SUPPLIED DATA -
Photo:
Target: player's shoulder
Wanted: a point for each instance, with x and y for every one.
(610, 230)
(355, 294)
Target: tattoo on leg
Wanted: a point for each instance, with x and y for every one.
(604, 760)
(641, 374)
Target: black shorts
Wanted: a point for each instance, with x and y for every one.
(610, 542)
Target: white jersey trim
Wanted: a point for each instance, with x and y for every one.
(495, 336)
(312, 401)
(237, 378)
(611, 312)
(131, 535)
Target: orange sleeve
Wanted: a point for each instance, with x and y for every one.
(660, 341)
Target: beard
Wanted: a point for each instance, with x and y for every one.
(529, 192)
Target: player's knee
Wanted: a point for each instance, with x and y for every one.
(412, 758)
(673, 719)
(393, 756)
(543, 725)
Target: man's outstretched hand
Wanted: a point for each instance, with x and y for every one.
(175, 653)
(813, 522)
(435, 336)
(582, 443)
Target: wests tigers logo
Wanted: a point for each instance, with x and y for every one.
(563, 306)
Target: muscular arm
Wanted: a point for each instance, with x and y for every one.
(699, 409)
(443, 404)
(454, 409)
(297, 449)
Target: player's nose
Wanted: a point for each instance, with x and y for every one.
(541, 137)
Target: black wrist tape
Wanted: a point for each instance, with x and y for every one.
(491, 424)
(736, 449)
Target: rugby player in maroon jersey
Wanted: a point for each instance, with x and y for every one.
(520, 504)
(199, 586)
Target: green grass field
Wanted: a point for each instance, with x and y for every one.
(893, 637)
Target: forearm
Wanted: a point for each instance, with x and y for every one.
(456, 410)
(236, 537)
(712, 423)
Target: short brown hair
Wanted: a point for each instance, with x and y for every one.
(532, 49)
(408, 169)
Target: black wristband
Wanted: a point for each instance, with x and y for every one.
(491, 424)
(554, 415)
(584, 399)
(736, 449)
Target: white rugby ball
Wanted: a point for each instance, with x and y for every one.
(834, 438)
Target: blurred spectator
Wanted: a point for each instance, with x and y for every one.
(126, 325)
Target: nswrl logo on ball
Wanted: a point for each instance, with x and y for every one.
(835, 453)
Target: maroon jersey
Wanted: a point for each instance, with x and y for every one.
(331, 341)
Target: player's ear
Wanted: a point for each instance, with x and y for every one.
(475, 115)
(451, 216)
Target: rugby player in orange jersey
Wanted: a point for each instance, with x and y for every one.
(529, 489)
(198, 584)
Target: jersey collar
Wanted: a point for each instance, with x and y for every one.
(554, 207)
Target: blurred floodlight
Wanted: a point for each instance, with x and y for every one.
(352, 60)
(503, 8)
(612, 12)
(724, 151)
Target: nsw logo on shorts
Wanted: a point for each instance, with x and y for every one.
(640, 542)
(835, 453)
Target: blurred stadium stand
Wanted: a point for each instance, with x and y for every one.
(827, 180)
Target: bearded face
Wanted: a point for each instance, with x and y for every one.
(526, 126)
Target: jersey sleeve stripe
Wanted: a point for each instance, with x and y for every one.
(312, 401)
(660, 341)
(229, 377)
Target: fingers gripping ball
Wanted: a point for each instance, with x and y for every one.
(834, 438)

WHAT NEEDS TO BE DONE -
Can you write out all the records again, substituting "out-of-focus" for every "blurred" and leaving everything else unchanged?

SOLUTION FOR THIS EXERCISE -
Photo:
Target: player's shoulder
Wanted: a point for each instance, with x and y for every one.
(610, 230)
(355, 294)
Target: tattoo on leg
Wanted: a point for each instance, with x and y for every one.
(604, 760)
(641, 374)
Target: black shorts
Wanted: a point for each instance, with x and y for every one.
(610, 542)
Target: white jersey trim
Wanted: a point for each instance, with x and y for every one.
(495, 336)
(312, 401)
(237, 378)
(611, 312)
(131, 535)
Target: orange sleeve
Wanted: a point for each instance, with x and y for every one.
(660, 341)
Target: beard
Wanted: a point for each instance, with x and y for every one.
(529, 192)
Target: player's knee
Wanted: a point for each instance, with x and y for every one.
(412, 758)
(673, 719)
(393, 756)
(543, 725)
Target: man's outstretched hand
Wanted: a point for each instance, with x and y for every one.
(175, 653)
(813, 522)
(435, 336)
(582, 443)
Target: wests tigers logo
Wanted: a point for each instance, with x and y for every one.
(563, 306)
Target: muscular arm
Wanted: a point for each instance, with x and y for every one.
(699, 409)
(443, 404)
(454, 409)
(297, 449)
Target: player's nose
Wanted: a point for each instance, with x and y for every one.
(541, 137)
Target: black wrist tape
Wanted: a point for each instance, with x and y for every one.
(491, 424)
(736, 449)
Target: rugby player in maroon jersey
Wanted: a point for each instance, with x and y for every one.
(520, 504)
(199, 586)
Target: green grass field
Wanted: a point for each instance, with x and y for every one.
(893, 637)
Target: forearm
Wanted: a point for each instance, with x and y for every one.
(456, 410)
(236, 537)
(712, 423)
Target: short brown hair
Wanted: a point for each instance, with x and y for every one.
(532, 49)
(408, 169)
Target: black wristband
Wanted: a point for each instance, with x and y for every one.
(491, 424)
(554, 415)
(584, 399)
(736, 449)
Target: white rugby ball
Wanted: a point for each instance, with x and y for every one.
(834, 438)
Target: out-of-focus spectator
Wanted: a point for each instance, with x and y for every one.
(126, 325)
Target: nswrl logo on ball
Wanted: a point for each instance, with x and y for every one.
(835, 453)
Target: maroon jersey
Wanted: a point for each instance, with x and y for every one.
(331, 341)
Target: player's ear
Wanted: a point for each instance, with x and y for every one.
(475, 115)
(451, 216)
Target: rugby player in orange jersey
Wanted: a point for each instance, with x and y for every one.
(529, 489)
(198, 584)
Target: jersey collar
Wanted: a point for each instance, with x and y for every one.
(554, 207)
Target: out-of-focus floodlight
Wanted: a point for each instance, with x and y for every one.
(352, 60)
(503, 8)
(612, 12)
(724, 151)
Target: nsw logo on shorts
Wanted: a point for each instance, with x and y for every one.
(640, 542)
(835, 453)
Target: out-of-focus stadium stand
Wanted: a point for each instance, with x and y for every one.
(827, 180)
Target: bearded face
Wanted: a point for each instance, with x and y for every one.
(526, 126)
Target: jersey sleeve stripe
Wanted: a point for each instance, with x and y for every one.
(312, 401)
(660, 341)
(229, 377)
Target: fingers gripping ball
Wanted: a point for each instance, with x and y for every one.
(834, 438)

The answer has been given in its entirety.